**What is required**
Go over the data and copy out each line with "house" in it.

**Available records**
>>>

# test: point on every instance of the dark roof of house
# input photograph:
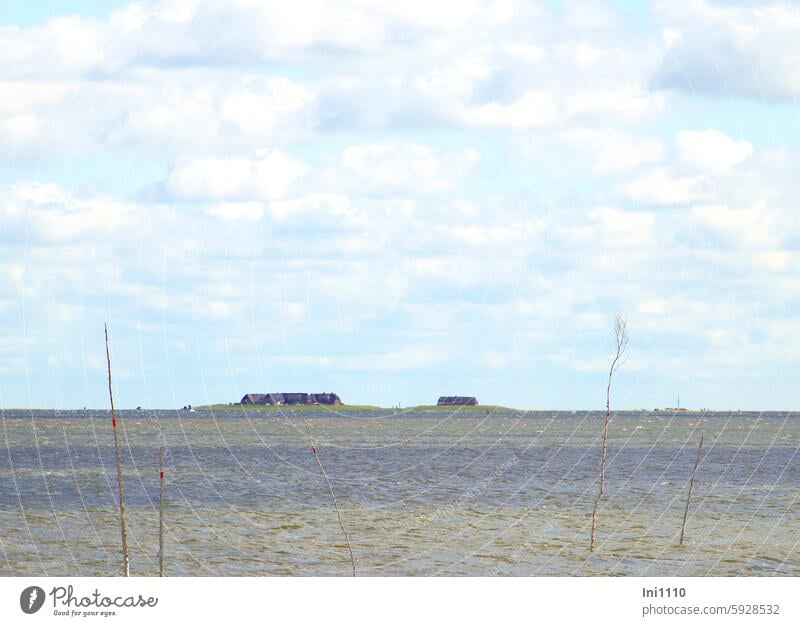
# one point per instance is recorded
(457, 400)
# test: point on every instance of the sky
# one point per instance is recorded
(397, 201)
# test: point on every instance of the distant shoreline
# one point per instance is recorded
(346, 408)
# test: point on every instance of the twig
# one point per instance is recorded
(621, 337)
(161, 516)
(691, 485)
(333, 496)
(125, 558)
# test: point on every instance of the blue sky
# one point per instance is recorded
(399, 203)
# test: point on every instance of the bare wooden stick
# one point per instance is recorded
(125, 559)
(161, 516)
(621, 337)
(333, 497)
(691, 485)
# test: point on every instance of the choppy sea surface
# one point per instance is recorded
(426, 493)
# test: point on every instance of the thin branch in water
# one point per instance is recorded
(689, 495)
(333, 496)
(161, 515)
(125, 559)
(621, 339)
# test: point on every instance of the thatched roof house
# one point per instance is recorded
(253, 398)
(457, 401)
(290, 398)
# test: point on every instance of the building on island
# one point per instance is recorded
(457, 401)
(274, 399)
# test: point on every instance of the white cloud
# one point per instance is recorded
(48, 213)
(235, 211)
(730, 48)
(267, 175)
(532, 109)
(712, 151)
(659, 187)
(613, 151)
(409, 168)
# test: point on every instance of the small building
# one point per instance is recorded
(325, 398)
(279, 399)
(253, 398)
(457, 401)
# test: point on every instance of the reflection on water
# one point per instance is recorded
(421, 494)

<<<
>>>

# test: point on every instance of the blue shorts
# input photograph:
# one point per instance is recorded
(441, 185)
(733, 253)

<<<

**Answer to the exercise**
# test: point on every instance of the dark roof of house
# test: point on every instance of the thatched roof house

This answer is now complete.